Segment Start: Dataset content
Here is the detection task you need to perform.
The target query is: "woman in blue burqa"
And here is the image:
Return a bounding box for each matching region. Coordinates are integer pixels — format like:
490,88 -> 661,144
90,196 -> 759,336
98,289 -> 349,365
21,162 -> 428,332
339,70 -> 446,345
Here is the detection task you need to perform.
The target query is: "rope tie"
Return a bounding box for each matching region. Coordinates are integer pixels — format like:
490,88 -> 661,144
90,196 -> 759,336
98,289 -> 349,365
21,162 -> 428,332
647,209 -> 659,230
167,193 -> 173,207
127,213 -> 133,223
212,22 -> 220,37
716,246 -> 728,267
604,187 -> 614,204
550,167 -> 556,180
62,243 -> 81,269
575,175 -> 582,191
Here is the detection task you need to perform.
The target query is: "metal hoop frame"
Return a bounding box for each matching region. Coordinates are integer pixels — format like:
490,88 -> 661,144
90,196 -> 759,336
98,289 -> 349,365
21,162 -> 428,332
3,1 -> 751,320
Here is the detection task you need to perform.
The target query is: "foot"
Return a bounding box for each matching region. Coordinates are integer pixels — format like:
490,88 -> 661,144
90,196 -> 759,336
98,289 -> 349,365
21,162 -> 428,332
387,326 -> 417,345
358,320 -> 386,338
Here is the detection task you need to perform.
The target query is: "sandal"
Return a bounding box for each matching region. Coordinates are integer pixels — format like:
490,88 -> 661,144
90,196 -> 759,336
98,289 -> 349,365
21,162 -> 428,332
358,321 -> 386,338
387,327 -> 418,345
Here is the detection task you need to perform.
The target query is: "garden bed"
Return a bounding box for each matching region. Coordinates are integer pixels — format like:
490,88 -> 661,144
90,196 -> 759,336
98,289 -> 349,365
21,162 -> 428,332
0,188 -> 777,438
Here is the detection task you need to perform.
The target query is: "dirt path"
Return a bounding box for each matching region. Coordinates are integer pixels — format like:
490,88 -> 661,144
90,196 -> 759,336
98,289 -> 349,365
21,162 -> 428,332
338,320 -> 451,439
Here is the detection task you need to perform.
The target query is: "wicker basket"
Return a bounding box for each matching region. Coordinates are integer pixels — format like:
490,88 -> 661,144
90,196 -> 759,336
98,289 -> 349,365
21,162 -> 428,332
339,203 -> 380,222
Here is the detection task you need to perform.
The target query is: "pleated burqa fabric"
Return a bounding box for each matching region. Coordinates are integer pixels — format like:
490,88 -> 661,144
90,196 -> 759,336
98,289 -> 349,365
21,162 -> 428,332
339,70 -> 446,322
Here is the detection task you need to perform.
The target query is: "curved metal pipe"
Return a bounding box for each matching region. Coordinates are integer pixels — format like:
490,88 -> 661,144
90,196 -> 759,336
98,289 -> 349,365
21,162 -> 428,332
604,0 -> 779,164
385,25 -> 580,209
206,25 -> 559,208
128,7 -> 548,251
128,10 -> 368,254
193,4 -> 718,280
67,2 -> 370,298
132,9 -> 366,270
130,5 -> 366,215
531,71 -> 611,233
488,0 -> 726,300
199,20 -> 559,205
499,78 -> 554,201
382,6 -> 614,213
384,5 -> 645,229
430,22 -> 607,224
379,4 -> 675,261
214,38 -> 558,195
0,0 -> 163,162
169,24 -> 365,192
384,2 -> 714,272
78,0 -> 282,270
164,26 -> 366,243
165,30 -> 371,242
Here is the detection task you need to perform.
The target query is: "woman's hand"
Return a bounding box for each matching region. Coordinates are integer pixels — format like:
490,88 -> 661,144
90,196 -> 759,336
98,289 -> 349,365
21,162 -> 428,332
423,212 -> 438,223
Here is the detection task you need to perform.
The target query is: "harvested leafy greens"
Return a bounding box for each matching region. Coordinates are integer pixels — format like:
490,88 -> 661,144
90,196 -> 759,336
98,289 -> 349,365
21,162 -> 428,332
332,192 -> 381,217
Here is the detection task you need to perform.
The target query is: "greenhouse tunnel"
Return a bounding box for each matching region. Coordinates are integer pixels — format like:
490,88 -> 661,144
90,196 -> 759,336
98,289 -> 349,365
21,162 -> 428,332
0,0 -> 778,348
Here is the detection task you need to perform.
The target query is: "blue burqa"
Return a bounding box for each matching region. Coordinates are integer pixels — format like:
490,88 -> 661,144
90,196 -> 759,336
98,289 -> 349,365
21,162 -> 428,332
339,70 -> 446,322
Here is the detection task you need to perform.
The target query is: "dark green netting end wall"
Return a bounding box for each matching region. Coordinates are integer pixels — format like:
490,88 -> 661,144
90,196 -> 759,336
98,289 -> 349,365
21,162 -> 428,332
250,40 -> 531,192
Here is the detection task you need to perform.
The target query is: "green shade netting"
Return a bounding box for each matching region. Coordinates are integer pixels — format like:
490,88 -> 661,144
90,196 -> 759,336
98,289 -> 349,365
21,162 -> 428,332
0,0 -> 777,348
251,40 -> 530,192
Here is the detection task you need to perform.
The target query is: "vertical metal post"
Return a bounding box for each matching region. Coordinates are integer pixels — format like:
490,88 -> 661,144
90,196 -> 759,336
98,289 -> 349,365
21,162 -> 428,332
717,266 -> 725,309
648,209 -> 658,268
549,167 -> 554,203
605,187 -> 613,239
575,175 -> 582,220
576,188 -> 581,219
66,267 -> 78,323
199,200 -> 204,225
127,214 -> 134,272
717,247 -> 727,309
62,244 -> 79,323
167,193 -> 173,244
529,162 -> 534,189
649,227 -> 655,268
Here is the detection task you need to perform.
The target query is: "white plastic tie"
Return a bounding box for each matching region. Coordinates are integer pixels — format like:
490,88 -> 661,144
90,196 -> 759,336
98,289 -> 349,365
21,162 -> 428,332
Segment End: Dataset content
• Task directions: Gather all lines with the string "burqa" from the data.

• Exercise output:
The target query is: "woman in blue burqa"
The target query is: "pleated burqa fabric"
The target query is: "blue burqa"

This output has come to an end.